> _ABOUT THIS TASK_: Please reproduce the entries below exactly, omitting any images they contain.
____ RECORDS TO PROCESS
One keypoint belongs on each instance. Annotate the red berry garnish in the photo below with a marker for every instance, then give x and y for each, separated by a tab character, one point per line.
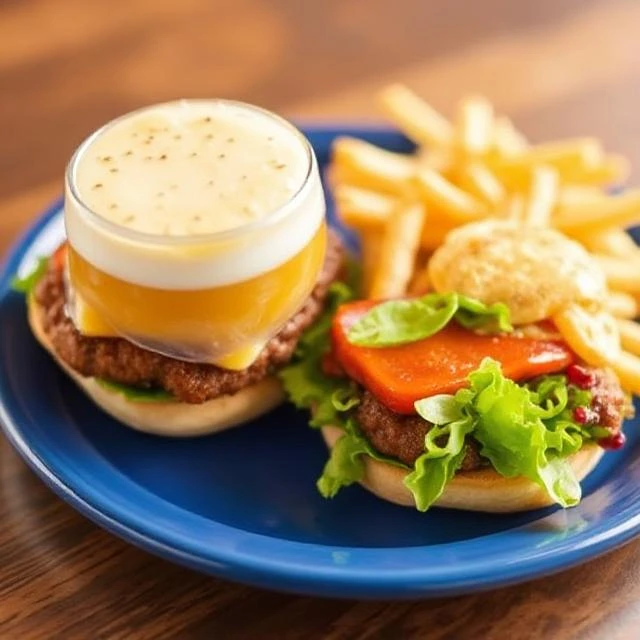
580	376
331	367
580	415
614	441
________
> _SOLUTION_:
One keypoint belongs on each instance. Annotate the red berry garnish in the photo below with a marker for every instance, then give x and y for each, separated by a tab character, one point per line.
580	376
331	367
580	415
614	441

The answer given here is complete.